Lebih lanjut, ada tren penurunan swing voters dari Pileg. Survey yang dilakukan oleh LSI dan SMRC menunjukkan bahwa pada Pemilihan Legislatif periode 2009-2014 angkanya mencapai 60,5%, kemudian pada tahun 2017 turun hingga 37,5%, terakhir survey pada Januari 2021 menunjukkan angka yang menurun pada persentase 25,4%. Jika tren ini terus terjadi, maka partai politik mengalami stabilitas dan semakin memperbesar kemungkinan terjadinya reformasi dalam tataran partai politik. Tetapi keberadaan swing voters ini juga memperkuat argumentasi terkait dengan lemahnya hubungan partai politik dan masyarakat.

§ Daftar Item:
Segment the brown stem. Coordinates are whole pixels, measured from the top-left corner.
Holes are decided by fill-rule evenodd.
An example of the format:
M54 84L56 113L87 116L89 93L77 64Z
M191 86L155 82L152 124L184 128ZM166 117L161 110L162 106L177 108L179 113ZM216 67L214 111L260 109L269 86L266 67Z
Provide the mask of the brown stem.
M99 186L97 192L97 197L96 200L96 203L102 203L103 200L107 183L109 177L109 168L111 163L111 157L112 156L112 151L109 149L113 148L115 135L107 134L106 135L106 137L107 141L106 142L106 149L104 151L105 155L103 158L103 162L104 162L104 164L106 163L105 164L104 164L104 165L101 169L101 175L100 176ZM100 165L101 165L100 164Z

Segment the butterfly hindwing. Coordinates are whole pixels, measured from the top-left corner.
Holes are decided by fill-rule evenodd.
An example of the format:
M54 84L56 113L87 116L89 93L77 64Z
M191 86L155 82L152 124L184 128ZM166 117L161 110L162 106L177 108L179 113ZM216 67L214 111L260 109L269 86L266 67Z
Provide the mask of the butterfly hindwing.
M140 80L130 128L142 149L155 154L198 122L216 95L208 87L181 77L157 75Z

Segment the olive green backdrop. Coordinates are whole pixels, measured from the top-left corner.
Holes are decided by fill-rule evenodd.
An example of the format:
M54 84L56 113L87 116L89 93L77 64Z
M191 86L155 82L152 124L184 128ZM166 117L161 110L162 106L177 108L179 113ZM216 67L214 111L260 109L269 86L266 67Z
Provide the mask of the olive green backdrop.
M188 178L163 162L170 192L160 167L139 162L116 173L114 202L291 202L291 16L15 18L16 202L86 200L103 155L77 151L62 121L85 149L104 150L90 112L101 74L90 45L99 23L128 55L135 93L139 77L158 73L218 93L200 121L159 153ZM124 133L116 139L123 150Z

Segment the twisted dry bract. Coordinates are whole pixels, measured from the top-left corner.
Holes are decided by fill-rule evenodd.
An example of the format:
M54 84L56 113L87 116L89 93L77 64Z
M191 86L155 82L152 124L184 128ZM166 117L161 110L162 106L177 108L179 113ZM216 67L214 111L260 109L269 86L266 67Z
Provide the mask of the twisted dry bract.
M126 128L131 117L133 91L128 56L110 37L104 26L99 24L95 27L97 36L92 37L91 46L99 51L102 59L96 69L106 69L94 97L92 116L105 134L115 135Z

§ Petunjuk Tugas:
Tulis kembali bagian artikel tentang swing voters yang diawali kata-kata "Lebih lanjut, ada" dan diakhiri "politik dan masyarakat.", lalu ubah "swing voters" menjadi "pemilih mengambang".

§ Jawaban Latihan:
Lebih lanjut, ada tren penurunan pemilih mengambang dari Pileg. Survey yang dilakukan oleh LSI dan SMRC menunjukkan bahwa pada Pemilihan Legislatif periode 2009-2014 angkanya mencapai 60,5%, kemudian pada tahun 2017 turun hingga 37,5%, terakhir survey pada Januari 2021 menunjukkan angka yang menurun pada persentase 25,4%. Jika tren ini terus terjadi, maka partai politik mengalami stabilitas dan semakin memperbesar kemungkinan terjadinya reformasi dalam tataran partai politik. Tetapi keberadaan pemilih mengambang ini juga memperkuat argumentasi terkait dengan lemahnya hubungan partai politik dan masyarakat.